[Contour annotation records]
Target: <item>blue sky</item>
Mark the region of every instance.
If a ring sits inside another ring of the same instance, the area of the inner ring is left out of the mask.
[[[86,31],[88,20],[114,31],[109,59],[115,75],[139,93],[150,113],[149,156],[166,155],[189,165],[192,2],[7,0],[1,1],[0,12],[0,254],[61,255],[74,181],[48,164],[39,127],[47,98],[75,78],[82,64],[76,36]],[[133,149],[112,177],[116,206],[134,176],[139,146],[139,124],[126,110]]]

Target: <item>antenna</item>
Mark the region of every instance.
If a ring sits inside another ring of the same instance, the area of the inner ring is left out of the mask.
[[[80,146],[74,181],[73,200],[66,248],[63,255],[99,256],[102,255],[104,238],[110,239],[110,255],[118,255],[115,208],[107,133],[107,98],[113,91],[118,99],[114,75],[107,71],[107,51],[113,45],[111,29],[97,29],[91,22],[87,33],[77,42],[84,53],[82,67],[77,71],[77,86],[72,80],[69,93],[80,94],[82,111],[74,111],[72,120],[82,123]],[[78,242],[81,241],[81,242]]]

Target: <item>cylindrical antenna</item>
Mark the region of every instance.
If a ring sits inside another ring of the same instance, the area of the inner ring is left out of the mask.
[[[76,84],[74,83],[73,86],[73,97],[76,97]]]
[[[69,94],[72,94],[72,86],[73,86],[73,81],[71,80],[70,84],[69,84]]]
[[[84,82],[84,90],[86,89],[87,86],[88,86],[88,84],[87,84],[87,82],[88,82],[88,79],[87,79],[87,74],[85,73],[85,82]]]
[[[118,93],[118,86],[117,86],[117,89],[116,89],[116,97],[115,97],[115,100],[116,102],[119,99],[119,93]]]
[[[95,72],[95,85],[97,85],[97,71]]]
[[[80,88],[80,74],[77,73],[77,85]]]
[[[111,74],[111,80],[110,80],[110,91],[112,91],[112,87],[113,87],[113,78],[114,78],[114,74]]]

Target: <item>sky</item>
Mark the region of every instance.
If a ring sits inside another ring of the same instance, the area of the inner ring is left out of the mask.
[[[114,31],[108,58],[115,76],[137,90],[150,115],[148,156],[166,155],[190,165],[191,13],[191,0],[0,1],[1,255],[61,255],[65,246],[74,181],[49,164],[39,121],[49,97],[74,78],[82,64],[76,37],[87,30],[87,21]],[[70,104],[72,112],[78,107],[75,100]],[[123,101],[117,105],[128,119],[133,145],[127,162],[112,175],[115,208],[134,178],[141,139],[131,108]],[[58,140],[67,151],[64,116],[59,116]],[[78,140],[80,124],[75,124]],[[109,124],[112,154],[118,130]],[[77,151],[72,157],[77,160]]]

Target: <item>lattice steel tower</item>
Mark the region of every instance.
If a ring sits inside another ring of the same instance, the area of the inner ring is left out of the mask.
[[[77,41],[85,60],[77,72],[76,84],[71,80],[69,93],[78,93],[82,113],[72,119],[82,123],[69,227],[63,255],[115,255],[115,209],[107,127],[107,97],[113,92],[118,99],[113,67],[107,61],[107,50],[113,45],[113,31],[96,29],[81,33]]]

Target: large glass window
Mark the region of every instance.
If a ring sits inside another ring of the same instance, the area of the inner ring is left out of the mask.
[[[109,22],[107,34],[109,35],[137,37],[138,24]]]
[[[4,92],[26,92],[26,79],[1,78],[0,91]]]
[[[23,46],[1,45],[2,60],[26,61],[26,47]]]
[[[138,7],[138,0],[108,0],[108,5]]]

# What to produce
The entries above must be returned in full, exactly as shown.

# Reply to the exercise
Target: <item>blue sky</item>
Mark the region of every instance.
If a ring sits inside another ring of the same instance, the area of the inner ring is left out of the mask.
[[[86,31],[88,20],[114,31],[109,59],[115,75],[139,93],[150,113],[149,156],[166,155],[189,165],[192,2],[7,0],[1,1],[0,12],[0,254],[61,255],[74,181],[48,164],[39,127],[47,98],[75,78],[82,64],[76,36]],[[133,149],[112,177],[116,206],[134,176],[139,146],[139,124],[126,110]]]

Target: <item>antenna</item>
Mark the region of every instance.
If a ring sits inside another ring of the same instance, the area of the inner ring is left out of the mask.
[[[80,146],[74,181],[73,200],[66,248],[63,255],[99,256],[102,255],[104,238],[110,239],[110,255],[118,255],[115,208],[107,133],[107,98],[113,91],[118,99],[114,75],[107,71],[107,51],[113,45],[111,29],[97,29],[91,22],[87,33],[77,42],[84,53],[82,67],[77,71],[77,86],[72,80],[69,93],[80,94],[82,111],[74,111],[72,120],[82,123]],[[78,242],[81,241],[81,242]]]

Target: <item>cylindrical antenna</item>
Mark the region of every instance.
If a ring sits inside another ring of the same instance, the area of the inner ring is left out of the mask.
[[[76,84],[74,83],[73,86],[73,97],[76,97]]]
[[[69,94],[72,94],[72,86],[73,86],[73,81],[71,80],[70,84],[69,84]]]
[[[84,82],[84,90],[86,89],[87,86],[88,86],[88,84],[87,84],[87,82],[88,82],[88,79],[87,79],[87,74],[85,73],[85,82]]]
[[[118,93],[118,86],[117,86],[117,89],[116,89],[116,97],[115,97],[115,100],[116,102],[119,99],[119,93]]]
[[[95,72],[95,85],[97,85],[97,71]]]
[[[80,88],[80,74],[77,73],[77,85]]]
[[[111,74],[111,80],[110,80],[110,91],[112,91],[112,87],[113,87],[113,78],[114,78],[114,74]]]

Target: <item>sky</item>
Mark the region of every instance.
If a ring sits inside another ring of the same instance, the area of the inner ring is left out of the mask.
[[[114,31],[108,58],[115,76],[137,90],[150,115],[148,156],[166,155],[190,165],[191,13],[191,0],[0,1],[1,255],[61,255],[65,246],[74,181],[49,164],[39,121],[49,97],[74,78],[82,64],[76,37],[87,30],[87,21]],[[70,104],[72,112],[78,107],[75,100]],[[123,101],[117,105],[128,119],[133,145],[127,162],[112,175],[115,208],[134,178],[141,139],[131,108]],[[58,140],[67,151],[64,116],[59,116]],[[78,140],[80,124],[75,124]],[[109,124],[112,154],[118,130]],[[77,151],[72,157],[77,160]]]

Target: <item>lattice steel tower</item>
Mark the region of every instance.
If a ring sits inside another ring of the same instance, the area of the inner ring is left out of the mask.
[[[77,41],[85,60],[77,72],[76,84],[71,80],[69,93],[78,93],[82,113],[72,119],[82,123],[69,227],[63,255],[115,255],[115,209],[107,127],[107,97],[113,92],[118,99],[113,67],[107,61],[107,50],[113,45],[113,31],[96,29],[81,33]]]

Target: large glass window
Mark the region of every instance.
If a ring sits inside another ring of the same instance, the area of the inner ring is left out of the mask.
[[[109,22],[107,34],[109,35],[137,37],[138,24]]]
[[[4,92],[26,92],[26,79],[1,78],[0,91]]]
[[[23,46],[1,45],[2,60],[26,61],[26,47]]]
[[[138,7],[138,0],[108,0],[108,5]]]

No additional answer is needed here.